Task requirements.
List all lines of the data that include the string "plastic".

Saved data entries

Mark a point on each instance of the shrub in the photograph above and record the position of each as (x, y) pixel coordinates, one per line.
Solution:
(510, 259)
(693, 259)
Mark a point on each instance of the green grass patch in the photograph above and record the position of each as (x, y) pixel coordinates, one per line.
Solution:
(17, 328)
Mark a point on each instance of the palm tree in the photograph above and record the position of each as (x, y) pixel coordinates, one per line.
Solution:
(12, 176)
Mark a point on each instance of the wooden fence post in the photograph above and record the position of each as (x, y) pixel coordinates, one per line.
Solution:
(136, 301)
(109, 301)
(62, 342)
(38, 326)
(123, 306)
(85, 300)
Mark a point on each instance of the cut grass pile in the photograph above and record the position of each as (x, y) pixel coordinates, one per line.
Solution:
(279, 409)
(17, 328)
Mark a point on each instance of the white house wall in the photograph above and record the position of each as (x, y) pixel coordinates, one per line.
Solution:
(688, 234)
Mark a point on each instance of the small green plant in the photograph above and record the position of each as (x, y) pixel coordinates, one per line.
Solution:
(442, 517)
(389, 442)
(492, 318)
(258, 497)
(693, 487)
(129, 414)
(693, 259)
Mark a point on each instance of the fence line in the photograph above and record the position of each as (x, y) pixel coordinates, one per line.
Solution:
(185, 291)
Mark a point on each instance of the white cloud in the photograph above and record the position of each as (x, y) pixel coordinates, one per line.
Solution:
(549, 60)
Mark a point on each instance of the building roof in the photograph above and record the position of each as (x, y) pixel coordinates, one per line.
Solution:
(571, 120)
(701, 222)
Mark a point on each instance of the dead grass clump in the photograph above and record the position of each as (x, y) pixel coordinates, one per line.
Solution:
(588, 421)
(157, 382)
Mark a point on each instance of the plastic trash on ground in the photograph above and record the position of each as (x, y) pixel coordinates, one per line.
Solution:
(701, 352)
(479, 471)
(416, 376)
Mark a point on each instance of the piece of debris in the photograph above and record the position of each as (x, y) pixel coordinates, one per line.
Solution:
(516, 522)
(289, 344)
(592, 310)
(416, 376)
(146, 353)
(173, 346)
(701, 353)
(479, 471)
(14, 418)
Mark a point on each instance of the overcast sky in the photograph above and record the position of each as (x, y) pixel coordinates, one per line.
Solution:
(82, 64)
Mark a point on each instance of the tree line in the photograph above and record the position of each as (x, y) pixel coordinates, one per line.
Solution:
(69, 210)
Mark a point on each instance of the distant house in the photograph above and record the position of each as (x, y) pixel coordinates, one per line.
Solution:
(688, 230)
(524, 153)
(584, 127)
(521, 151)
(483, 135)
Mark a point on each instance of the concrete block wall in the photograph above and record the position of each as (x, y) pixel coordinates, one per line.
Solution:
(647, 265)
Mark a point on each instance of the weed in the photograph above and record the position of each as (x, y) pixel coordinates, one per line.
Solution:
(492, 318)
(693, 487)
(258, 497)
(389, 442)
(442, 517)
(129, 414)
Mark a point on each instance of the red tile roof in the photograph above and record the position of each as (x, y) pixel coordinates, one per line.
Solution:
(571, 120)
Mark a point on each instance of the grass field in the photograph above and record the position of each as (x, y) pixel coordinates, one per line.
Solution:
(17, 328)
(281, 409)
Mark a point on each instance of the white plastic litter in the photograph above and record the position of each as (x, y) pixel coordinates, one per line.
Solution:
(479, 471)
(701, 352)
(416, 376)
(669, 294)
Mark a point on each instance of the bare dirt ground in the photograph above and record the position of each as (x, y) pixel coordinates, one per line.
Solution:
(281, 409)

Output below.
Mark a point on each instance of the plastic trash on ground in the photograph above and record the position of each as (x, y) pixel coordinates, one per line.
Mark a point on each instance of the white plastic litter in the photograph above and record the position of each as (x, y) pixel coordinates, one per line.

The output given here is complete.